| Objectif |
Prolongez, s'il vous plaît, le discours sur le projet de loi C-48 en reprenant juste après sa dernière phrase.

| Texte |
================================

Francis Scarpaleggia
Francis Scarpaleggia
Député de Lac-Saint-Louis
Discours : projet de loi C-48 (réforme des liberations sous caution)
18 septembre 2023

Madame la Présidente, je suis heureux de prendre la parole en ce premier jour de la reprise des travaux parlementaires.

Je commencerais par dire que le rôle du débat est de séparer le bon grain de l’ivraie, d’utiliser notre expérience, notre intelligence, notre discrétion et notre perspicacité pour cerner ce qui se passe vraiment, par opposition à ce que nous pensons qui se passe et qui peut être influencé par l’empressement à formuler des hypothèses faciles et divers préjugés personnels et sociétaux, et ainsi de suite.

Le but d’un débat intelligent et éclairé, c’est-à-dire d’un discours démocratique raisonné, est d’éviter le genre de populisme qui fait appel à la simple intuition ou, pour utiliser la nouvelle expression fétiche des conservateurs, au gros bon sens. Le gros bon sens a l’air tellement beau. Qui pourrait s’y opposer? Le gros bon sens est un slogan trompeur, mais il y a une différence entre le gros bon sens et le bon sens.

================================

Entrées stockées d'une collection
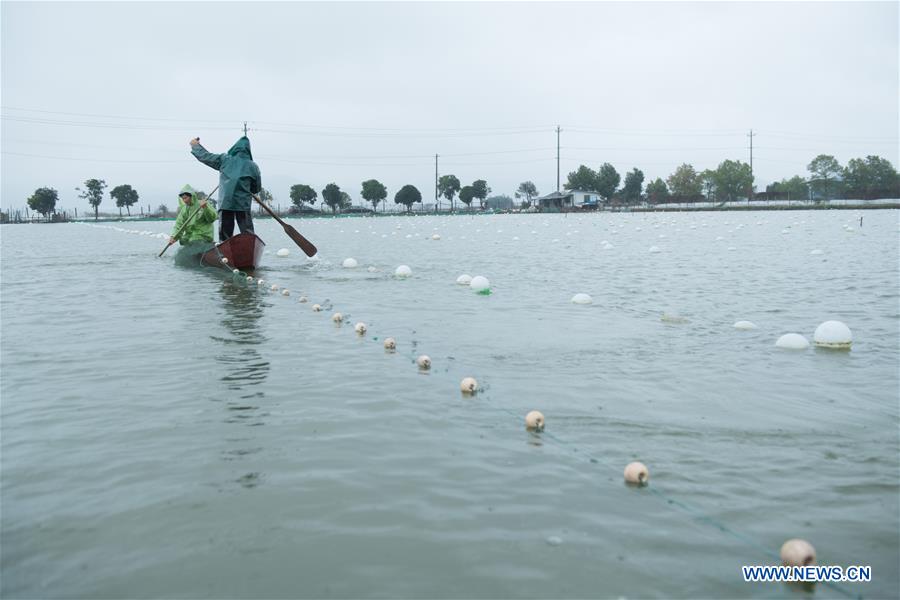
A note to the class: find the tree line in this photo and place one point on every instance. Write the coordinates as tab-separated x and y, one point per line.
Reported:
375	192
864	178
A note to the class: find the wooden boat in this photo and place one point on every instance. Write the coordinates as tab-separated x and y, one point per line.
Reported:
243	251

================================

| Corrigé |
On me permettra de faire la distinction entre le bon sens, d’une part, et le gros bon sens, de l’autre. Un bon sens réfléchi, nuancé, ancré dans les faits et dans l’analyse rigoureuse est une bonne chose, une excellente affaire. En revanche, ce qu’on appelle le gros bon sens peut être à la fois réductionniste et simpliste, une affaire populiste faite pour attirer les gens vers des solutions faciles qui cachent derrière elles une idéologie étroite et des intérêts politiques bien établis.

Le « gros bon sens » est une expression accrocheuse qui cherche à simplifier à outrance les choses et à obtenir l’adhésion du public pour des solutions simples à des problèmes complexes. Or, de telles solutions ne sont pas toujours les meilleures, mais elles servent un programme idéologique comme la réduction des coûts ou des mesures de protection environnementales. Je crois en la sagesse collective qui propose des notions éprouvées au fil du temps, comme la différence entre le bien et le mal, la nécessité de faire preuve de prudence face à un changement trop rapide ou la valeur de la préservation de l’ordre dans la société. Cependant, la sagesse collective séculaire ne peut pas toujours nous guider dans la gestion des questions complexes sur les plans technique et juridique de la politique publique contemporaine. Le prétendu gros bon sens peut se retrouver à côté de la plaque.

On peut faire fausse route en s’appuyant trop sur le soi-disant gros bon sens. En fait, on peut se retrouver dans le fossé.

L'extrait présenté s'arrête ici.